▸ Text

┄┄┄┄┄┄┄┄┄┄

= Classical Marxism =

Marxism as expounded by Marx and Engels

Classical Marxism is the body of Marxian economics and Marxist theory expounded by Karl Marx and Friedrich Engels in their works. It is contrasted with orthodox Marxism, Marxism–Leninism, and autonomist Marxism which emerged after their deaths. The core concepts of classical Marxism include alienation, base and superstructure, class consciousness, class struggle, exploitation, historical materialism, ideology, revolution; and the forces, means, modes, and relations of production. Marx's political praxis (application of theory), including his attempt to organize a professional revolutionary body in the First International, often served as an area of debate for subsequent theorists.

== Main ideas ==
Marx's main ideas included:
- Alienation: Marx refers to the alienation of people from aspects of their "human nature" (Gattungswesen, usually translated as "species-essence" or "species-being"). He believed that alienation is a systematic result of capitalism. Under capitalism, the fruits of production belong to the employers, who expropriate the surplus created by others and in so doing generate alienated labour. Alienation describes objective features of a person's situation in capitalism—it is not necessary for them to believe or feel that they are alienated.

┄┄┄┄┄┄┄┄┄┄

▸ Set task a
In the text on classical Marxism, what did Marx believe alienation is a systematic result of?

Entries from a point labeling set:
┄┄┄┄┄┄┄┄┄┄

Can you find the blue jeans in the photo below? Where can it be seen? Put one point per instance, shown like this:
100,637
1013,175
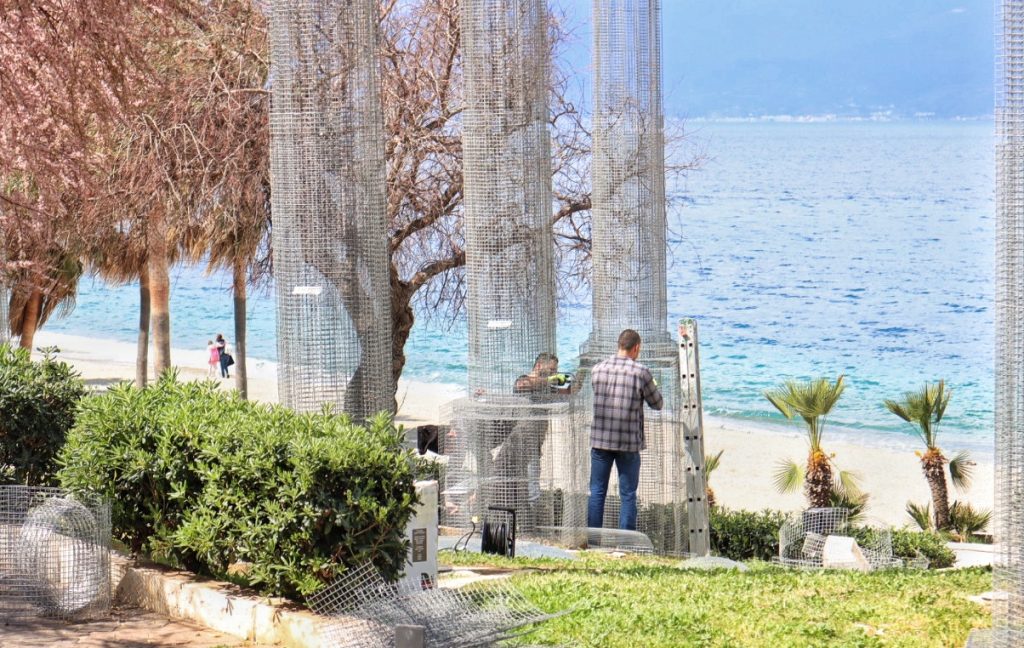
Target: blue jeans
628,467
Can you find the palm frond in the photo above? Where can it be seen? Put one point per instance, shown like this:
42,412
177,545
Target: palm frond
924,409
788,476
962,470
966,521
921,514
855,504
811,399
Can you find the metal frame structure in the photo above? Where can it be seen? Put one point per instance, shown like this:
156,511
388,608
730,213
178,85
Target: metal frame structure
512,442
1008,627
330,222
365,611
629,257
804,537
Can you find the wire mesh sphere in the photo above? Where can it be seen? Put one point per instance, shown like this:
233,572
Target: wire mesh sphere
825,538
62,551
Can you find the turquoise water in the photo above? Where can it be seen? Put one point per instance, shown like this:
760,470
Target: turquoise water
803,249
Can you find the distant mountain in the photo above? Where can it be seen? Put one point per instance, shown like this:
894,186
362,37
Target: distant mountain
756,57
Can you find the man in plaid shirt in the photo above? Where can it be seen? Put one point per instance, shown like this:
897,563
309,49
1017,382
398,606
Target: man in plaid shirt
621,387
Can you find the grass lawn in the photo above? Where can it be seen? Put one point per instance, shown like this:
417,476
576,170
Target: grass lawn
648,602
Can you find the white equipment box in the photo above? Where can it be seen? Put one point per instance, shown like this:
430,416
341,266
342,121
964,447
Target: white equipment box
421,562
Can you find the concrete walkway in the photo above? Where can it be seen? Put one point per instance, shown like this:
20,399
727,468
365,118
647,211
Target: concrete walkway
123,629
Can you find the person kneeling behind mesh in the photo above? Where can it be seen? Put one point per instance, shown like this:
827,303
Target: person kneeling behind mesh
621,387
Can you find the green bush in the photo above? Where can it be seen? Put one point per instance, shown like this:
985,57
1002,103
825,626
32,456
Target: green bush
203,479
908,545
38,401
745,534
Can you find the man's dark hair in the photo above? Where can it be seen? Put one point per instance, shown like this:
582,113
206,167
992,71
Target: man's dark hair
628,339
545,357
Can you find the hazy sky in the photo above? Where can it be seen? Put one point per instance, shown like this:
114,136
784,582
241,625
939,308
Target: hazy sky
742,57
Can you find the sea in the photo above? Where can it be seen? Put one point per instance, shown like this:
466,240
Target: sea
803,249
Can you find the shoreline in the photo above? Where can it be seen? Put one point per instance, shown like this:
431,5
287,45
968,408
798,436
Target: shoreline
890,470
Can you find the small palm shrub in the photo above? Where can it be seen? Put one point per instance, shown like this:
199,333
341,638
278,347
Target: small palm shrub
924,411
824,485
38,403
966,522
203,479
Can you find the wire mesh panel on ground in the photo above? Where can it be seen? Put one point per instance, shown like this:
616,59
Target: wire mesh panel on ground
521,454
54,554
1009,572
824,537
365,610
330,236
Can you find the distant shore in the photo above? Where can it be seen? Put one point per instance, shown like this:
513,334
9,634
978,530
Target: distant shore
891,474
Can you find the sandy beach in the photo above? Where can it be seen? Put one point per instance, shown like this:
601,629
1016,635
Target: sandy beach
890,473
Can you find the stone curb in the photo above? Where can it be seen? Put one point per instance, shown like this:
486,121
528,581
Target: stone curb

┄┄┄┄┄┄┄┄┄┄

▸ Set task b
Reproduce the entries from the line containing "Can you find the distant shore" through the end of the entries, substituting "Object" for "Target" and leaving everything else unchanged.

▸ Task result a
Capitalism.

▸ Task result b
Can you find the distant shore in the photo above? Where can it be seen? Put one point per instance, shown like this:
513,334
9,634
978,530
Object: distant shore
891,474
Can you find the sandy beach in the photo above? Where can it be seen? Put one point per instance, shown like this:
601,629
1016,635
Object: sandy beach
890,473
Can you find the stone curb in the photo above? Where can it be seen? Put one point per instance, shown like this:
486,121
528,581
Object: stone curb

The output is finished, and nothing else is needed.